Copy out each line below that has the word "traffic" in it.

Records supplied ::
↓

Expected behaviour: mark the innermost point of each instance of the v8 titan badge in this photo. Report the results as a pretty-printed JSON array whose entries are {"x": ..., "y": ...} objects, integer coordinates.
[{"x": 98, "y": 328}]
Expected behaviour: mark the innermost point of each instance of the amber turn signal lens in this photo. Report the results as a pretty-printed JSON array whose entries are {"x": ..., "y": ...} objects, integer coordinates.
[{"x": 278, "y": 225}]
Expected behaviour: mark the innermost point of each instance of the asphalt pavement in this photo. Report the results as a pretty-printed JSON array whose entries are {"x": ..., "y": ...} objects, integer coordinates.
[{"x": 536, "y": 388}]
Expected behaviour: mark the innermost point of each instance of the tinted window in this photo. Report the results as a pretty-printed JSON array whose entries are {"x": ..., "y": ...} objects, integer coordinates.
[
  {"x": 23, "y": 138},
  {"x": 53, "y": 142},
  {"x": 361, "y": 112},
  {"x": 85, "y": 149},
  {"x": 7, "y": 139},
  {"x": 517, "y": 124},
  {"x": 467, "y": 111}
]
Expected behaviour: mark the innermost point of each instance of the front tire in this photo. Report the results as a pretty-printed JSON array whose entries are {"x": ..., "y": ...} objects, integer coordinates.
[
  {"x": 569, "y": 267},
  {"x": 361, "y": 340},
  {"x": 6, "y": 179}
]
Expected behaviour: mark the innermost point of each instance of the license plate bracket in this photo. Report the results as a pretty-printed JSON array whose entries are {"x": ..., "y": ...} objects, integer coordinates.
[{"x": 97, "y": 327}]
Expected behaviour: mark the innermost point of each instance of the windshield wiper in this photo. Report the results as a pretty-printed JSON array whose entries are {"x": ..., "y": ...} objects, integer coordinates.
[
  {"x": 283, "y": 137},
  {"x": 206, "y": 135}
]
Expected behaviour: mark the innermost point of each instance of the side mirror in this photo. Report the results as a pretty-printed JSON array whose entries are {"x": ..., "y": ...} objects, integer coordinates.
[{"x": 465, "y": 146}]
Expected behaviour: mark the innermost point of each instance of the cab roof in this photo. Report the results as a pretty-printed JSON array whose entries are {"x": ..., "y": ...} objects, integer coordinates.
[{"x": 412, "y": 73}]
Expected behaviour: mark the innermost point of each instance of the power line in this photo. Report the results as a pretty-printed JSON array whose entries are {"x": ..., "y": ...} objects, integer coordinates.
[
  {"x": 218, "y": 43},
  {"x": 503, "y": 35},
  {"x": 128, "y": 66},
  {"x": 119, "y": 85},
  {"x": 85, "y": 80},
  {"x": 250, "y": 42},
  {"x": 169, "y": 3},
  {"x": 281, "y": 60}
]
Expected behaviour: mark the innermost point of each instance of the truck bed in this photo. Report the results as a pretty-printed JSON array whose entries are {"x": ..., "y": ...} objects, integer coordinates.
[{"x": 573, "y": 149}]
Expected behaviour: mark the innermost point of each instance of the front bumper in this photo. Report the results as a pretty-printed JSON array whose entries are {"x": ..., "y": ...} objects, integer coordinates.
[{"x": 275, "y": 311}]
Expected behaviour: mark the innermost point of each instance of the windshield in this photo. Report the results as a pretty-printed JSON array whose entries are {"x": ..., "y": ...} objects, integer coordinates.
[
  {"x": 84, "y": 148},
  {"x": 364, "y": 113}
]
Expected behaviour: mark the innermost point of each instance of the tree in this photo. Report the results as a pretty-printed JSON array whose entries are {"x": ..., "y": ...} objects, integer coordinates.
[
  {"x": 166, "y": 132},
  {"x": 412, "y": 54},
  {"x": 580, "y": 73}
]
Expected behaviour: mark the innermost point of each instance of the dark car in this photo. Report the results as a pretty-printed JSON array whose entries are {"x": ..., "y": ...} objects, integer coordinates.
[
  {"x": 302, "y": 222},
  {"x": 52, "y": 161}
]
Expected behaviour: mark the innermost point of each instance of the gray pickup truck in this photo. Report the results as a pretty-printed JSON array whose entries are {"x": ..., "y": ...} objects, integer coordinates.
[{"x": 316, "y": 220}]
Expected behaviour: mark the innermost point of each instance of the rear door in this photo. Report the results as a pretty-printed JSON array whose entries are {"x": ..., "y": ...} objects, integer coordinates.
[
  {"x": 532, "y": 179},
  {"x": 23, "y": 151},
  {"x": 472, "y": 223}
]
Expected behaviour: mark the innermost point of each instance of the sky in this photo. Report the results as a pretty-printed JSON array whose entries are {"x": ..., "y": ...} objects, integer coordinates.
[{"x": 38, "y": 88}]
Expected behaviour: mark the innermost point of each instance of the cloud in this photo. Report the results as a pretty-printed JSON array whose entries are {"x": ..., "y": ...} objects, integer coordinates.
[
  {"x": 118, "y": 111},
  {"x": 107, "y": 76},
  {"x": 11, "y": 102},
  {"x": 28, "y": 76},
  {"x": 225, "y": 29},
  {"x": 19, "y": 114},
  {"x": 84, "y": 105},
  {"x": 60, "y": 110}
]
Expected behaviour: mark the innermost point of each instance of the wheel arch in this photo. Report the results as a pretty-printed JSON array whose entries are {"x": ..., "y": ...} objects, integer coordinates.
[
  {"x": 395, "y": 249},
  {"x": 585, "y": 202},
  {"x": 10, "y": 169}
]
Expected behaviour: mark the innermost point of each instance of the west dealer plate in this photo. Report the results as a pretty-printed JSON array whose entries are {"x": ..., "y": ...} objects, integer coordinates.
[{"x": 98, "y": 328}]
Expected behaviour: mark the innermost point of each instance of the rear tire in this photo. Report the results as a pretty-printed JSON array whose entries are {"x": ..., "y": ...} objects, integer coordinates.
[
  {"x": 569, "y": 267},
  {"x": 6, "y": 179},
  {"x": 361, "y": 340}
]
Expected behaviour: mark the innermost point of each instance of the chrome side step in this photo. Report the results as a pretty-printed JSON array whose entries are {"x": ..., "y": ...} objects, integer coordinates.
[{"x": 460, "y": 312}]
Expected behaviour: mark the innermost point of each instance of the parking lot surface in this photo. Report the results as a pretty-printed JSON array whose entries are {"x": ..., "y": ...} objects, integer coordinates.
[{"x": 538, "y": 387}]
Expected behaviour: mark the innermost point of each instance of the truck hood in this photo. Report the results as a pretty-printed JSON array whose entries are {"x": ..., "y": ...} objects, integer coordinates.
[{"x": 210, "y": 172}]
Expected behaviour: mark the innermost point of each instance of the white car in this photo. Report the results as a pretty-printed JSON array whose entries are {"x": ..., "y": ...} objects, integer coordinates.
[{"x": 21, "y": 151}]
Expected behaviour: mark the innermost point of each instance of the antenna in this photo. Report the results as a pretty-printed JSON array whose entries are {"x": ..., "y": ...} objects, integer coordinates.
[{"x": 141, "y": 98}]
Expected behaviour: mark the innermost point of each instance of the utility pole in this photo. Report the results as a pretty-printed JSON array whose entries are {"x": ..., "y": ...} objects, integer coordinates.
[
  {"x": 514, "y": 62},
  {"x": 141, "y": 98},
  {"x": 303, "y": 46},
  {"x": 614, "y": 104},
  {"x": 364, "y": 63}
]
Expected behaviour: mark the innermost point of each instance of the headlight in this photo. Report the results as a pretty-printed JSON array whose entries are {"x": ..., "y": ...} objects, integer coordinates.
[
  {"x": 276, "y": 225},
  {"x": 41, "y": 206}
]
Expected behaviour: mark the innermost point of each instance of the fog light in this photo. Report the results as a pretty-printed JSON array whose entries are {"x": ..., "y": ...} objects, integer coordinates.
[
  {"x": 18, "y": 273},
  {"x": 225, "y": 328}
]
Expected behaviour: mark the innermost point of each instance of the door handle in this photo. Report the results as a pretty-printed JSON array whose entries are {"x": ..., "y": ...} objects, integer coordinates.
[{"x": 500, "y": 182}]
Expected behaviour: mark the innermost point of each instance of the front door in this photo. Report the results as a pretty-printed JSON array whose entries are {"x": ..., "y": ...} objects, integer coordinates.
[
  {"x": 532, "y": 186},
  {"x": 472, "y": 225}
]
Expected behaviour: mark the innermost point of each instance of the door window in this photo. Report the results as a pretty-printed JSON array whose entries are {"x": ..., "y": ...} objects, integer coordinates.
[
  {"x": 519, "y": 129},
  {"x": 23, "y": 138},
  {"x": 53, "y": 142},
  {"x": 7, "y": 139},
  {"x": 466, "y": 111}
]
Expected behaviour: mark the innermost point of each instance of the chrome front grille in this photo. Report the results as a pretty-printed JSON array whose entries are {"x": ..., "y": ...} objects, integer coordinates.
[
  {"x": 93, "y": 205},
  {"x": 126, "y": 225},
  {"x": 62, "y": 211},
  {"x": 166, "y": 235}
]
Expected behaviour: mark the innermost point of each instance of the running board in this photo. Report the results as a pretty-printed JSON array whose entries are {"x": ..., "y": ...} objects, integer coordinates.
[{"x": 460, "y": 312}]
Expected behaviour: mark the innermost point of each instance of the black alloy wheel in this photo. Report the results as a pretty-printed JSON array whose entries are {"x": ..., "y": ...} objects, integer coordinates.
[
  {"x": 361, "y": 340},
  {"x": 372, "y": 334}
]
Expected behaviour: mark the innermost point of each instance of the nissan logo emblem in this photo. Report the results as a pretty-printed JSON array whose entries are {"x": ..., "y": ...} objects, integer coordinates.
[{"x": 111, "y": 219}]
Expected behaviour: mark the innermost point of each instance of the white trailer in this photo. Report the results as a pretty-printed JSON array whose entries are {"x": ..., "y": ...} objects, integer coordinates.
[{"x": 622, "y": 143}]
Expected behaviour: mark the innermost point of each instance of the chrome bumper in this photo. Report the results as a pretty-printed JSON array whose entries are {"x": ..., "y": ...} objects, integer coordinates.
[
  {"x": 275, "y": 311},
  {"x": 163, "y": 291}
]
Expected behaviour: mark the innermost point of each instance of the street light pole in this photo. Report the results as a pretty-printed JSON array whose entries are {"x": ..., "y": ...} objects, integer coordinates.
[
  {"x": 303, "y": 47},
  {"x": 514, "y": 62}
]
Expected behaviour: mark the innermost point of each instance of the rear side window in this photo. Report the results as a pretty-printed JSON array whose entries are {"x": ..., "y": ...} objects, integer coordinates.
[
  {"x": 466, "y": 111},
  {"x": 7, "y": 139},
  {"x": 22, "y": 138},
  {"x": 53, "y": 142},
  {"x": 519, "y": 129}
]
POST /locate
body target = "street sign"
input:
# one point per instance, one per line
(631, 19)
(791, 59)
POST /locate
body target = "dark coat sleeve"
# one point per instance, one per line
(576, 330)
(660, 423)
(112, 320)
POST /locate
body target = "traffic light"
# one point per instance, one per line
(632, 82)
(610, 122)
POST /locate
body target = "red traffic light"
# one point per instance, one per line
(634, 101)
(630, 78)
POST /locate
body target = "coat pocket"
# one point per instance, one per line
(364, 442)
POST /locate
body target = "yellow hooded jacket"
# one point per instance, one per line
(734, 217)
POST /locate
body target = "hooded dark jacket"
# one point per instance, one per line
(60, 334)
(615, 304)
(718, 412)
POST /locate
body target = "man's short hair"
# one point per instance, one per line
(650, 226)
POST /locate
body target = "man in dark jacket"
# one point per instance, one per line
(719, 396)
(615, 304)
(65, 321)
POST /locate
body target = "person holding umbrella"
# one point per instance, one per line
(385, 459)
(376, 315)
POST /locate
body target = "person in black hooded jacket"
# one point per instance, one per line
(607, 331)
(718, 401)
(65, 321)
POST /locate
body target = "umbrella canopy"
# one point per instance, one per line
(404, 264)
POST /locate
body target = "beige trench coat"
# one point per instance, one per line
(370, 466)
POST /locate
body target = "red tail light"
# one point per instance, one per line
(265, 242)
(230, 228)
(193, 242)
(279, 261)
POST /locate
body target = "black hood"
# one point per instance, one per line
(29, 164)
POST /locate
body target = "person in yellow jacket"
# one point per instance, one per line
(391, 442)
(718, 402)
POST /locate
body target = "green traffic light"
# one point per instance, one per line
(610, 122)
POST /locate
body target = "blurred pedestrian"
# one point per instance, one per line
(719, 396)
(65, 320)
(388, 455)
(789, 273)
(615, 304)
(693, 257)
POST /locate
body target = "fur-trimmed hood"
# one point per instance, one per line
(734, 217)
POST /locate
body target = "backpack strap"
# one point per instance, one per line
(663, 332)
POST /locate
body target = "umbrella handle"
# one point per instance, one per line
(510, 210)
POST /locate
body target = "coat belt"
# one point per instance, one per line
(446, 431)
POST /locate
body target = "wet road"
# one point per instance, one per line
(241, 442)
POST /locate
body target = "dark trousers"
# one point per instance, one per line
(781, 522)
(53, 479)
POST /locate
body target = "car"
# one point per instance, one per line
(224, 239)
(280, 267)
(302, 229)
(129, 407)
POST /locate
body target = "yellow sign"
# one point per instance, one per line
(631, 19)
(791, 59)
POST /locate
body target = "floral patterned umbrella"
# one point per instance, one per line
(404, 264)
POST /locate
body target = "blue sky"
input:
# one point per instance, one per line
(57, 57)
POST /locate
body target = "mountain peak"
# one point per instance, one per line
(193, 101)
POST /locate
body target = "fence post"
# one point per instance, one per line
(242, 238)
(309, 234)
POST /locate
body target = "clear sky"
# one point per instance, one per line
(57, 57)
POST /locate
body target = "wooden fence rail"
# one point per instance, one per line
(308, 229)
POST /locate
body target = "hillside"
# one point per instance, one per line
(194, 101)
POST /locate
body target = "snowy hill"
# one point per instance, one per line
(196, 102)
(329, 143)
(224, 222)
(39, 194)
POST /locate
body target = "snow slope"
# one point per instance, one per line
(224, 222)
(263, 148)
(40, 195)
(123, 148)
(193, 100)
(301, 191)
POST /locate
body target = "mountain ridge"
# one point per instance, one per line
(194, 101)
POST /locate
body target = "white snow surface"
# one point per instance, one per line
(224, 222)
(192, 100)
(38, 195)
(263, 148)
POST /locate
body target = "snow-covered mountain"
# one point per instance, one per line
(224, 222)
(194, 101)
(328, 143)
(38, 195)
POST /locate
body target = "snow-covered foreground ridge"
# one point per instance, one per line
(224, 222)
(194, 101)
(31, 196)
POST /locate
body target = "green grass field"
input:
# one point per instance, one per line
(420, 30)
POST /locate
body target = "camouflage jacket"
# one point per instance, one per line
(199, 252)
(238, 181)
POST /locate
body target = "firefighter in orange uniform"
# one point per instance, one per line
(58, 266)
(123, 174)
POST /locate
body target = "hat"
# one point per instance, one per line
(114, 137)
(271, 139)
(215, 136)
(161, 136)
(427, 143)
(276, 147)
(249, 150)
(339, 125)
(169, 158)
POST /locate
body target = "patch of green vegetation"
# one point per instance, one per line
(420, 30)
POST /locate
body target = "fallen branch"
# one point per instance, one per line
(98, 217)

↑

Solution to this problem ::
body target = "traffic light"
body target = "red traffic light"
body target = "green traffic light"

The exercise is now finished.